JOB: Pick up the newsletter essay on measuring founder-led content right after its last sentence and keep writing it.

Founder-led content success metrics

Is your content strategy even working? Here are 7 ways to tell.

Hey!

Welcome to Social Files—your no-BS guide to generating demand for your B2B product using social & content.

We’re 2 weeks into 2025, and holy shit, things are moving. Sales pipeline is booming. Just hired a new Content Editor. Client accounts are cranking. Can’t complain.

Now, today’s newsletter.

I’ve spoken to 100+ B2B startup founders and marketers over the past year, from pre-seed to Series B+. Without fail, a question I get asked on every sales call is: How do you measure the success of founder-led content?

I got tired of repeating myself so many times. So I packaged my thought process into this essay.

Jokes aside, by the end of this, you’ll know exactly how to tell if your founder content is ‘working.’

Shall we?

🔎 DEEP DIVE

Founder-led content success metrics

Is your content strategy even working? Here are 7 ways to tell.

My goal is to get you customers—not make you a celebrity.

Founders eat this up when I drop the line on a sales call. Finally, someone who’s not just gonna artificially pump my follower count and tell me this strategy works.

Founder-led content is tricky, though. Of course we want to get you customers. But the approach most founders think will bring in business…actually scares it away. There’s a fine tight rope you need to walk.

Today I’ll walk you through my philosophy on measuring the ROI of founder-led content. And just to be clear. Revenue is the goal. I’ve scaled Compound to $1M in revenue in 2024 largely off of my content. Another client of ours generated $15M of pipeline from inbound, most of which was LinkedIn. Another was literally drowning in sign ups 1 week after we started posting.

Let’s lay it out for you, nice and neat.

Social metrics are a leading indicator.

I consider social metrics everything you see in a platform’s ‘Analytics’ tab.

  • Follower count

  • Net follower growth

  • Impressions

  • Engagements

  • Engagement rate

You should, and you will, see these numbers go up early on. One of my favorite moments as an agency owner is looking at the Month 1 social report and seeing that impressions have ‘increased 48,567%’ month over month. Never gets old.

Social metrics are not the end game, though. Remember that story of the Instagram influencer, ‘Arii,’ who couldn’t sell more than 36 t-shirts—despite having more than 2M followers?

The B2B version of this is the LinkedInfluencer with 200K followers whose entire comments section is full of AI bots, and devoid of respect from anyone meaningful in their industry.

The nuance here is that social metrics often have to increase before you see any meaningful business outcome (assuming you're starting from scratch).

So how do you reconcile this?

2 recommendations.

  • Social metrics are leading indicators. Give it 3-4 months. If by 4 months in you're not seeing a lift in inbound from LinkedIn—a few leads at minimum—you're doing something wrong.

  • Only celebrate increased impressions and follower growth when you're posting content that is relevant to your ICP (more on this here).

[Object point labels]

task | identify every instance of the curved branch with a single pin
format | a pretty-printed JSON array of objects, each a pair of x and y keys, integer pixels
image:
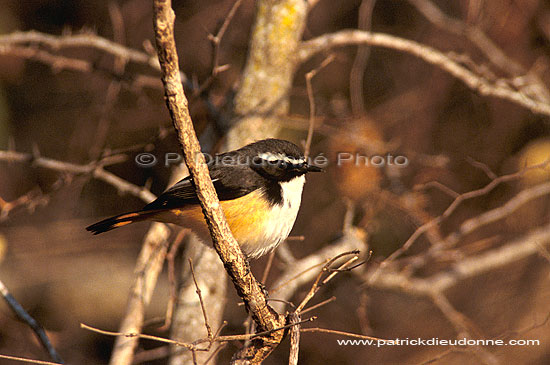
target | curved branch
[{"x": 499, "y": 88}]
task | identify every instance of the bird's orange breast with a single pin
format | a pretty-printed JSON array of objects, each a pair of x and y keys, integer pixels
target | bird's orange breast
[{"x": 245, "y": 216}]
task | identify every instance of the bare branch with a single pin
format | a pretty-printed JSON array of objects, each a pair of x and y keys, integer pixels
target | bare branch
[
  {"x": 227, "y": 248},
  {"x": 24, "y": 316},
  {"x": 78, "y": 41},
  {"x": 95, "y": 169},
  {"x": 309, "y": 76},
  {"x": 26, "y": 360}
]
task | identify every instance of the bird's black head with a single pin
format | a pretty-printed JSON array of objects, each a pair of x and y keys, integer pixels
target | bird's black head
[{"x": 277, "y": 159}]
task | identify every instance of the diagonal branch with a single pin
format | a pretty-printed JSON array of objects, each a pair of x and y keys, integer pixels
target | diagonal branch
[
  {"x": 499, "y": 88},
  {"x": 227, "y": 248}
]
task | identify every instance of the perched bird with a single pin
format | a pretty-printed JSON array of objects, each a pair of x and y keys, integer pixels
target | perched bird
[{"x": 260, "y": 190}]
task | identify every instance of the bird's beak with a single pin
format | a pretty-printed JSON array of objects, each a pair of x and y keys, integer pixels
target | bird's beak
[{"x": 313, "y": 168}]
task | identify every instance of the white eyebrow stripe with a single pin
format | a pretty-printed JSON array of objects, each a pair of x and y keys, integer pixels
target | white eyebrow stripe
[{"x": 268, "y": 156}]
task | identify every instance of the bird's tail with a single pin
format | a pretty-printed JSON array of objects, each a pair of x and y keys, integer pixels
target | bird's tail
[{"x": 119, "y": 221}]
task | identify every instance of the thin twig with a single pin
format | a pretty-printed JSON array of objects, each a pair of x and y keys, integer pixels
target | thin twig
[
  {"x": 309, "y": 76},
  {"x": 95, "y": 169},
  {"x": 294, "y": 339},
  {"x": 26, "y": 360},
  {"x": 357, "y": 71},
  {"x": 24, "y": 316},
  {"x": 341, "y": 333},
  {"x": 430, "y": 55}
]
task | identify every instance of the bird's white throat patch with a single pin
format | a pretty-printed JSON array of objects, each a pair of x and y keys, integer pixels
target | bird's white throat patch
[{"x": 281, "y": 219}]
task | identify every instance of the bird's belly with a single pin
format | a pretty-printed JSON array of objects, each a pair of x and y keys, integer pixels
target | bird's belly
[{"x": 257, "y": 225}]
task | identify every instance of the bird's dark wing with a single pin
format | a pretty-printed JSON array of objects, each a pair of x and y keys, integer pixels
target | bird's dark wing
[{"x": 236, "y": 182}]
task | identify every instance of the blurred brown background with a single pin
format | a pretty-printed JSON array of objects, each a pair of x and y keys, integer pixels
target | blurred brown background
[{"x": 63, "y": 276}]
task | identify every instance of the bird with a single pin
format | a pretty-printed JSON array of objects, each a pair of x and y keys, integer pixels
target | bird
[{"x": 260, "y": 190}]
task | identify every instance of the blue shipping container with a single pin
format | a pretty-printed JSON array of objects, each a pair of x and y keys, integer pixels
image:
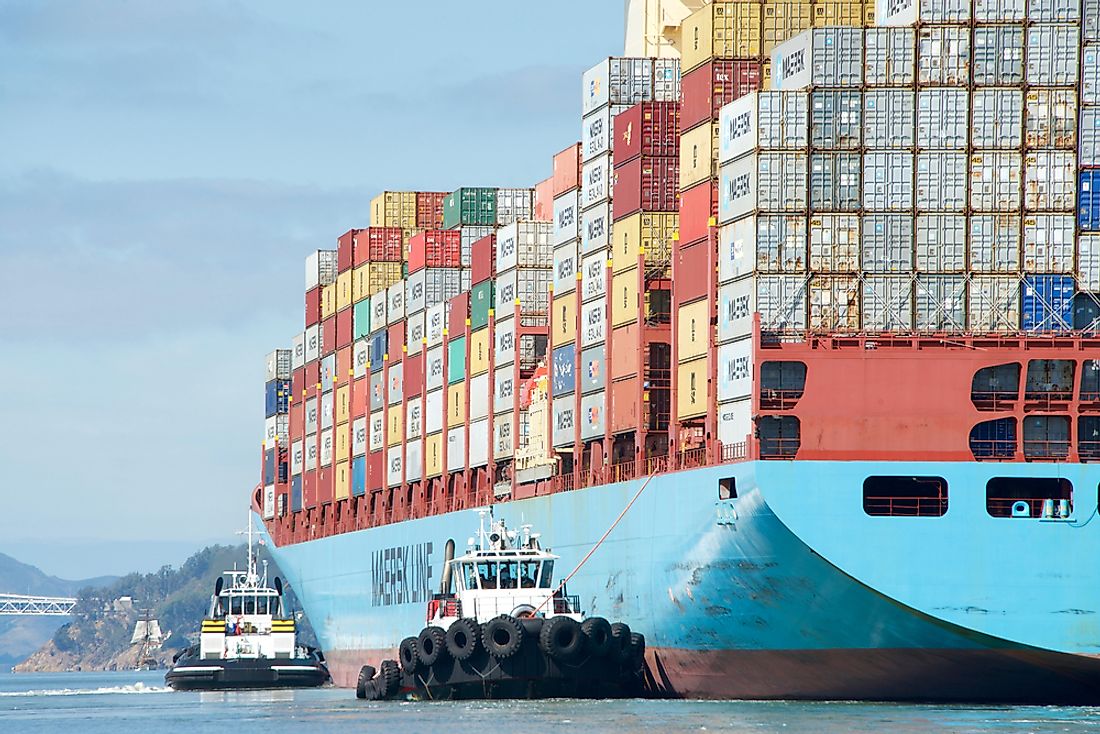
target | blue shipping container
[
  {"x": 276, "y": 397},
  {"x": 377, "y": 350},
  {"x": 359, "y": 477},
  {"x": 1047, "y": 303},
  {"x": 564, "y": 374},
  {"x": 1088, "y": 209},
  {"x": 296, "y": 494}
]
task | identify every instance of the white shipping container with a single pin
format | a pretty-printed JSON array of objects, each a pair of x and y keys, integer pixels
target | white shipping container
[
  {"x": 820, "y": 57},
  {"x": 523, "y": 244},
  {"x": 1053, "y": 56},
  {"x": 479, "y": 444},
  {"x": 889, "y": 118},
  {"x": 888, "y": 181},
  {"x": 998, "y": 119},
  {"x": 941, "y": 181},
  {"x": 889, "y": 56},
  {"x": 888, "y": 303},
  {"x": 596, "y": 228},
  {"x": 994, "y": 243},
  {"x": 994, "y": 181},
  {"x": 594, "y": 275},
  {"x": 433, "y": 412},
  {"x": 597, "y": 130},
  {"x": 763, "y": 120},
  {"x": 433, "y": 369},
  {"x": 567, "y": 217},
  {"x": 618, "y": 80},
  {"x": 735, "y": 370},
  {"x": 1049, "y": 181},
  {"x": 994, "y": 304},
  {"x": 377, "y": 430},
  {"x": 1048, "y": 243},
  {"x": 593, "y": 328},
  {"x": 596, "y": 181},
  {"x": 941, "y": 243}
]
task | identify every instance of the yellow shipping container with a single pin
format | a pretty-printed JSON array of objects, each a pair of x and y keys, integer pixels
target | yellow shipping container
[
  {"x": 625, "y": 303},
  {"x": 699, "y": 155},
  {"x": 691, "y": 389},
  {"x": 646, "y": 231},
  {"x": 328, "y": 300},
  {"x": 344, "y": 287},
  {"x": 563, "y": 319},
  {"x": 341, "y": 442},
  {"x": 394, "y": 209},
  {"x": 721, "y": 30},
  {"x": 395, "y": 424},
  {"x": 342, "y": 490},
  {"x": 479, "y": 352},
  {"x": 693, "y": 330},
  {"x": 455, "y": 404},
  {"x": 433, "y": 456}
]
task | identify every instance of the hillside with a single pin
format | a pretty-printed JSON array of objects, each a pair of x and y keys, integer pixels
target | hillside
[{"x": 98, "y": 637}]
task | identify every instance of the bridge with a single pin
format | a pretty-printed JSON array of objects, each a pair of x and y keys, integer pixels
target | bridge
[{"x": 18, "y": 604}]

THE OUTPUT:
For example: if you're selling a GTM SaaS to VPs of Sales, I wouldn’t bank my entire LinkedIn strategy on hot takes regarding remote work (a broad topic that will get engagement on Linkedin).

But if you're posting content that VPs of Sales would find interesting, and your follower count is climbing, it’s reasonable to assume you're growing a relevant audience.

Ok. But what about the revenue?

Here’s where it gets fun. How can we tell if your content efforts are actually bringing in qualified leads?

Organic social attribution—attribution in general, really—is a pain in the ass. There’s no one metric that will tell the whole story.

So we need to keep an eye on a few that will give you a better understand of how well your content is converting.

  • Self-reported attribution

  • Inbound DMs

  • Web traffic

  • Email subscribers

  • Adjacent channel performance (when applicable)

  • Creative asset production (when applicable)

  • Sentiment (aka ‘vibes’)

I’ll unpack all 8 of these for you now.

Self-reported attribution.

In other words: ask prospects how they heard about you.

This is the most direct way to know how someone found you.

How do you execute this?

  • Train your AEs to ask this on a discovery call

  • Include a field on your lead form that asks “How’d you hear about us?”

I include a field in my wait list signup form that asks the question (side note: most report ‘LinkedIn’).

For my SaaS, Bluecast, we ask the question in the onboarding flow since we’re a self-serve company as of now with no need for a demo.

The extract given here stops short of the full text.